Supplied data START

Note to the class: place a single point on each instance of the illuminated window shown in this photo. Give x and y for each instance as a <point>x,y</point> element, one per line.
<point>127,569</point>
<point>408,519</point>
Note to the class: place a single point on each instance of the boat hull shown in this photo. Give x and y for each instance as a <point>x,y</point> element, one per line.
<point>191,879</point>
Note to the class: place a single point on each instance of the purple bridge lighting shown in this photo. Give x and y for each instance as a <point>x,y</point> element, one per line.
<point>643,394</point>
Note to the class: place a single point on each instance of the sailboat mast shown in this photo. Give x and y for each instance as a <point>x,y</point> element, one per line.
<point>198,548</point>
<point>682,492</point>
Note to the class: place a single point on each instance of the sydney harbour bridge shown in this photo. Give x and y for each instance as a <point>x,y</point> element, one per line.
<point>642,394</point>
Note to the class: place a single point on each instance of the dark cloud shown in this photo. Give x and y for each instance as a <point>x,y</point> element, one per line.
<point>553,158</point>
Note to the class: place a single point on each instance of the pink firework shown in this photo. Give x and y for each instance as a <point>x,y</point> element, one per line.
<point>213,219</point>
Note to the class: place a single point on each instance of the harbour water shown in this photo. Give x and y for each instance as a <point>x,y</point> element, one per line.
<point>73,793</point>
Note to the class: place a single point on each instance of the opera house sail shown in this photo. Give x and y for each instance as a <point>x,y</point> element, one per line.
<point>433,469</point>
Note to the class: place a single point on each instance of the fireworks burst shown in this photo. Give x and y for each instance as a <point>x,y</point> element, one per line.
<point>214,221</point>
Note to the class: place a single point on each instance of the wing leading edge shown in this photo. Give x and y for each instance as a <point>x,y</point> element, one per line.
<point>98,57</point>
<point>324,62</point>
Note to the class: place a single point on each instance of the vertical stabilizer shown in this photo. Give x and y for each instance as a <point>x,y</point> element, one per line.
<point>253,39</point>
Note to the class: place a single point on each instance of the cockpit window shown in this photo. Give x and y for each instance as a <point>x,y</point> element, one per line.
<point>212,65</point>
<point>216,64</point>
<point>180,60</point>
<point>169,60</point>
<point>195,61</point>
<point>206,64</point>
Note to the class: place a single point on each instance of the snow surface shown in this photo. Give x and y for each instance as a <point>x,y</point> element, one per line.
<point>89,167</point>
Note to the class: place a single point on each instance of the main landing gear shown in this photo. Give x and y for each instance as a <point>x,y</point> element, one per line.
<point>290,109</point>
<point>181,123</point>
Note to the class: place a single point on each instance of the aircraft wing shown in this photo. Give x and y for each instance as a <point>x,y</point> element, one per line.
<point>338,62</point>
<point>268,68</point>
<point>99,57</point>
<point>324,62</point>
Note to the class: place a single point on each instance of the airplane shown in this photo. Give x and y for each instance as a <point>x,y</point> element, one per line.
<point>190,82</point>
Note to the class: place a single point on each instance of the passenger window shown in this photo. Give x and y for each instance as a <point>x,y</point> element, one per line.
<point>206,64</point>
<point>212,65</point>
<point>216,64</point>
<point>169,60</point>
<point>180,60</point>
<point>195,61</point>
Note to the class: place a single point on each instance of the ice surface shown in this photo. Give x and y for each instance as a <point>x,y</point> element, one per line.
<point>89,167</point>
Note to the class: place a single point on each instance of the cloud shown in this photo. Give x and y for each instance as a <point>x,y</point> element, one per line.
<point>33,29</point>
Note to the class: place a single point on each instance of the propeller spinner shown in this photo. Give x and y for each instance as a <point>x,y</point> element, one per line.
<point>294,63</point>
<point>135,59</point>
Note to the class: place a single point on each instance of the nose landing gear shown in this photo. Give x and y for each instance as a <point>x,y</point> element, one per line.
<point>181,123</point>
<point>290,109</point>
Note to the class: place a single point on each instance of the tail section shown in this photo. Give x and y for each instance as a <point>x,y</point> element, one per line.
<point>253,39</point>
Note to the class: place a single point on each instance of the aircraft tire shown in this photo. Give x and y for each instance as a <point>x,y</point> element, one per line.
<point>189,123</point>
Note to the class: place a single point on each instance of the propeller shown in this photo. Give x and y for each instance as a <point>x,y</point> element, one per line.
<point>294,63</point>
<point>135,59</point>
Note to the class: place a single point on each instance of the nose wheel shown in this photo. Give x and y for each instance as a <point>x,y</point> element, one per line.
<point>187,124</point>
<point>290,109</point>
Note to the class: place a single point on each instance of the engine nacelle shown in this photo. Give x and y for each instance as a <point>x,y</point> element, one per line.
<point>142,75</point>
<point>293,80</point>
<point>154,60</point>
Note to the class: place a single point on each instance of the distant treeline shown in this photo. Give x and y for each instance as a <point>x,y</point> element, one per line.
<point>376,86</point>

Supplied data END

## Problem statement
Would you please reproduce all of the lines above exactly?

## Solution to this task
Note to the class: place a single point on each instance of the illuminated window shown in this photo. Give x and y for each instance as a <point>x,y</point> element, one per line.
<point>127,569</point>
<point>408,519</point>
Note to the class: place a single point on each instance of the boat hull shown in this photo. Give x and y for each instance as a <point>x,y</point> element, one per line.
<point>191,879</point>
Note to the class: place a single point on each instance of the purple bridge lighting shown in this photo. Give x and y for each instance as a <point>x,y</point> element, one per line.
<point>643,394</point>
Note to the class: place a single point on each instance of the sailboat mast shown in this photo. Give x and y for each instance as a <point>x,y</point> element, one per line.
<point>198,548</point>
<point>682,492</point>
Note to the class: place a single point on each instance of the sydney harbour bridge shown in this photo. Give x and y for each instance as a <point>x,y</point> element, one per line.
<point>642,394</point>
Note to the class: place a single point on each instance of the dark cloud shown in this photo. Give x and y for each instance as a <point>x,y</point> element, one per line.
<point>553,158</point>
Note to the class: place a single point on each instance of the pink firework shown in this photo. Give x and y for each instance as a <point>x,y</point> element, one per line.
<point>213,219</point>
Note to the class: place a single point on each instance of the harbour water shown in this photo. Give x and y for each instance as a <point>x,y</point> element, one per line.
<point>73,793</point>
Note to the class: place a single point on each instance of the opera house sail shown in this photo. Give x and y for each instance as a <point>x,y</point> element, one per line.
<point>433,469</point>
Note to the class: place a single point on each instance of the fireworks burst shown in this photo. Give x and y for each instance as a <point>x,y</point> element, one per line.
<point>214,221</point>
Note to the class: place a single point on each instance of the wing leading edge shown in this photo. Give x and y for each instance as a <point>x,y</point> element, one per line.
<point>98,57</point>
<point>324,62</point>
Note to the class: place a single point on each instance of the vertical stabilizer shown in this photo. Give x and y for each instance as a <point>x,y</point> element, one per line.
<point>253,39</point>
Note to the class: place a single point on each instance of the cockpit window shown in this photo. Give x and y for each instance as a <point>x,y</point> element, one per line.
<point>212,65</point>
<point>216,64</point>
<point>180,60</point>
<point>169,60</point>
<point>195,61</point>
<point>206,64</point>
Note to the class: place a single point on each instance of the snow surface shown in this photo. Give x and y for each instance as a <point>x,y</point> element, one per line.
<point>89,167</point>
Note to the class: place a single point on each instance of the main landing gear shown in this photo. Give x and y for each instance as a <point>x,y</point> element, one per line.
<point>290,109</point>
<point>181,123</point>
Note to the class: place a single point on each instance of the aircraft wing shown in this photo. Give x and y for each instance as a <point>x,y</point> element, one per line.
<point>338,62</point>
<point>268,68</point>
<point>99,57</point>
<point>324,62</point>
Note to the class: place a single point on each instance of the airplane shown in this photo. Give x and y for each instance as a <point>x,y</point> element, one per line.
<point>190,82</point>
Note to the class: place a single point on each instance of the passenger window shown in this photo. Give x and y for each instance as a <point>x,y</point> element, one per line.
<point>206,64</point>
<point>212,65</point>
<point>216,64</point>
<point>169,60</point>
<point>180,60</point>
<point>195,61</point>
Note to the class: place a single point on each instance of the ice surface shown in this photo. Give x and y for each instance as a <point>x,y</point> element, one per line.
<point>89,167</point>
Note to the class: place a single point on each instance of the cloud shown in this photo. Give x and y for each instance as a <point>x,y</point> element, one per line.
<point>33,29</point>
Note to the class: place a single point on each instance of the propeller spinner shown in this photo. Give x and y for each instance as a <point>x,y</point> element, one per line.
<point>294,63</point>
<point>135,59</point>
Note to the class: place a single point on each instance of the nose landing gear shown in this photo. Give x and y for each instance as a <point>x,y</point> element, one per line.
<point>181,123</point>
<point>290,109</point>
Note to the class: place a single point on each instance of the tail section shown in this photo. Give x and y for each instance as a <point>x,y</point> element, one per line.
<point>253,39</point>
Note to the class: place a single point on each instance of the aircraft tire shown in this photo. Give x and y for each instance as a <point>x,y</point> element, one per line.
<point>189,123</point>
Note to the class: place a single point on each instance of the propeller shown in this photo. Give x and y for each instance as a <point>x,y</point> element, one per line.
<point>294,63</point>
<point>135,59</point>
Note to the class: place a single point on each instance of the nose wheel shown in this photo. Give x and y for each instance as a <point>x,y</point> element, one per line.
<point>187,124</point>
<point>290,109</point>
Note to the class: place a single point on each instance of the engine nacelle shown in this photo. Give x and y for each instance as a <point>x,y</point> element, one per line.
<point>142,75</point>
<point>293,80</point>
<point>154,60</point>
Note to the class: place a single point on each instance of the distant treeline shown in this photo. Give x and y for each instance as a <point>x,y</point> element, one per line.
<point>376,86</point>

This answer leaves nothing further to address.